* [Stated goal]
Quote the data below word for word, from the line containing "on mulch and report the position of each." through the final line of the data.

* [Dataset content]
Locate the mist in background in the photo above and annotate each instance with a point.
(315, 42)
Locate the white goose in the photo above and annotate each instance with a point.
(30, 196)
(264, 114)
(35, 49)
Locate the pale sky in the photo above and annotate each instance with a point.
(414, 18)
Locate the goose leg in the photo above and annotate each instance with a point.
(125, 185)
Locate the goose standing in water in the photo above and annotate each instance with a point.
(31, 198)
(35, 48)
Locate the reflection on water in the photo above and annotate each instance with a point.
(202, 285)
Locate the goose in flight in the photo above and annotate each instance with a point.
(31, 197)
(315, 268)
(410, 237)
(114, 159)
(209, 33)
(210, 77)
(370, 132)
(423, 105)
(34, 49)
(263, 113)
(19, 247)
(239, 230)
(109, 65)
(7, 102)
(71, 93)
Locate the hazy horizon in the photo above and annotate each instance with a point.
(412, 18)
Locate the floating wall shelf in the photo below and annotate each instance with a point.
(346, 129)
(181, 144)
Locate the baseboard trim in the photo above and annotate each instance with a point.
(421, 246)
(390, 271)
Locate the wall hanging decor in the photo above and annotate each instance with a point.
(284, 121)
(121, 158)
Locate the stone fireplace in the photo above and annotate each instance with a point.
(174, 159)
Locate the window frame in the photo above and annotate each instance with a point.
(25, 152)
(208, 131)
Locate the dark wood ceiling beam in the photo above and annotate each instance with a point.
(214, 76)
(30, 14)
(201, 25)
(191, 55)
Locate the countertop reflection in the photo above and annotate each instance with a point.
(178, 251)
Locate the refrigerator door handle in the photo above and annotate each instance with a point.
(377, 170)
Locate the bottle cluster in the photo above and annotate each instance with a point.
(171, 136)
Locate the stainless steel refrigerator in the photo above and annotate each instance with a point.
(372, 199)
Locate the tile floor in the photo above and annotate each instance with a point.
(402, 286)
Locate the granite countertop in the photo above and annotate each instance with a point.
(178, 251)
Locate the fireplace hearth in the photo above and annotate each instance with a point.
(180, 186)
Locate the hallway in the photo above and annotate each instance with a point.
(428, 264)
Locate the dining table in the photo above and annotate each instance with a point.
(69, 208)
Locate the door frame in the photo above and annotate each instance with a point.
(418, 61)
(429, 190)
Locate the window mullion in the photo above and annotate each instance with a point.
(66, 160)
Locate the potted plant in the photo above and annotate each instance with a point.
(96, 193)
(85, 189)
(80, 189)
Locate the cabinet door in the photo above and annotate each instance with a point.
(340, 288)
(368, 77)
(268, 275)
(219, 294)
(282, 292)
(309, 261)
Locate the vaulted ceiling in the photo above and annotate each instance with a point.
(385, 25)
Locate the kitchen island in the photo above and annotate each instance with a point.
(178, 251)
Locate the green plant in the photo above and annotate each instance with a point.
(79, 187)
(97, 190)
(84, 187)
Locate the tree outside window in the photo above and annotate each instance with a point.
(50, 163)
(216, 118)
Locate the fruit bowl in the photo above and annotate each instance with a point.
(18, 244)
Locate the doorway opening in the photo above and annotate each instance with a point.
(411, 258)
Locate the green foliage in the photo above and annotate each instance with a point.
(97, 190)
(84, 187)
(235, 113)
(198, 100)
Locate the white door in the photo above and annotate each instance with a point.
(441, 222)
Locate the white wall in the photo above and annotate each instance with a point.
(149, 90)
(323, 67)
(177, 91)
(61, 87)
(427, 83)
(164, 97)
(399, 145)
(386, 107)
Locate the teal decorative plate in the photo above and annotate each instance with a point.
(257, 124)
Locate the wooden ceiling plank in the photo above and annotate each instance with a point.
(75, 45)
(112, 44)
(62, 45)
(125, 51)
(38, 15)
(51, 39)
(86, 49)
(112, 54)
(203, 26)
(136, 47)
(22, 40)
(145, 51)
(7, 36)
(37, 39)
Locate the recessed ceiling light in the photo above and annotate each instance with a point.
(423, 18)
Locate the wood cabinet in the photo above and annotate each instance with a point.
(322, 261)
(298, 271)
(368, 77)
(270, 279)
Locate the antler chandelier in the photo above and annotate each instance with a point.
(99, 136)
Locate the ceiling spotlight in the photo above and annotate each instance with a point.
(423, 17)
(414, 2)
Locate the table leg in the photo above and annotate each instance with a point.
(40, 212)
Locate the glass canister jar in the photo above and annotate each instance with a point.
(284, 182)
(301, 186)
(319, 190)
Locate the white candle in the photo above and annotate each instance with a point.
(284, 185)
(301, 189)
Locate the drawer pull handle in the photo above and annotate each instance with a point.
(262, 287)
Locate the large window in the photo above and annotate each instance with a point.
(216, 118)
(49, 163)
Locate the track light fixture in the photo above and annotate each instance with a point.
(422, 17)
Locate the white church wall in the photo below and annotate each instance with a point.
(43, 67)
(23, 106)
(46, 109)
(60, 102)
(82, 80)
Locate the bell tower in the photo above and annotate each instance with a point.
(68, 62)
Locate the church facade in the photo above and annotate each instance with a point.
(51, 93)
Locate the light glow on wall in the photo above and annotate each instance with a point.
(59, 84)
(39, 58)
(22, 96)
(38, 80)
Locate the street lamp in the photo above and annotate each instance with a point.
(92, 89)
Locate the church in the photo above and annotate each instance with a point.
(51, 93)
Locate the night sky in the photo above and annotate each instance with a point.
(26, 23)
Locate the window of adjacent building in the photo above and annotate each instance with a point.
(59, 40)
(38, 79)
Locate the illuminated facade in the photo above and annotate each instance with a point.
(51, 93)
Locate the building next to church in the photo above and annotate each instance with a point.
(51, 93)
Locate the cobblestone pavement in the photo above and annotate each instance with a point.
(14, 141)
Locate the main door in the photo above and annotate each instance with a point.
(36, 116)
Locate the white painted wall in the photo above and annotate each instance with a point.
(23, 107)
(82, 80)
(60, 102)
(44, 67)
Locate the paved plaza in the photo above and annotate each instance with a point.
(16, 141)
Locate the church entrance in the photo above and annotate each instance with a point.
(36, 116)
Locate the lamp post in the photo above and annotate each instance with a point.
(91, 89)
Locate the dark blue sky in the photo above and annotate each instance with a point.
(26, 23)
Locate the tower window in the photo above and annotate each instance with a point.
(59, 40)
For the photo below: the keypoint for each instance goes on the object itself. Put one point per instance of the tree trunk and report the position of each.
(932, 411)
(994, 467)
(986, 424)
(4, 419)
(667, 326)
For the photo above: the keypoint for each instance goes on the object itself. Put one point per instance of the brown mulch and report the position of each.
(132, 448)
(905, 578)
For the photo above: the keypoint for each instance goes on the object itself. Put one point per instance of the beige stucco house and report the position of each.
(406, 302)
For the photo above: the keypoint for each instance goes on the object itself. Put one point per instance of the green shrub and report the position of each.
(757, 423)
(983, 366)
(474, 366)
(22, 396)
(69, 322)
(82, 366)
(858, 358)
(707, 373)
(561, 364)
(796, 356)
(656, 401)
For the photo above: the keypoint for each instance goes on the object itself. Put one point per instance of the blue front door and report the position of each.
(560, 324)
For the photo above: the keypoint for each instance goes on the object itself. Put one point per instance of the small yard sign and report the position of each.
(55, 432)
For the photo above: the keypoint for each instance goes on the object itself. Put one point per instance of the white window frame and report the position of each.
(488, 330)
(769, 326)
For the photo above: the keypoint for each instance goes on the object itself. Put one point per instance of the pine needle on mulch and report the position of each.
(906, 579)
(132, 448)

* [Problem solution]
For the photo above: the keypoint for each instance goes on the object itself. Put one point per instance of the pine needle on mulch and report the position of each.
(906, 579)
(132, 448)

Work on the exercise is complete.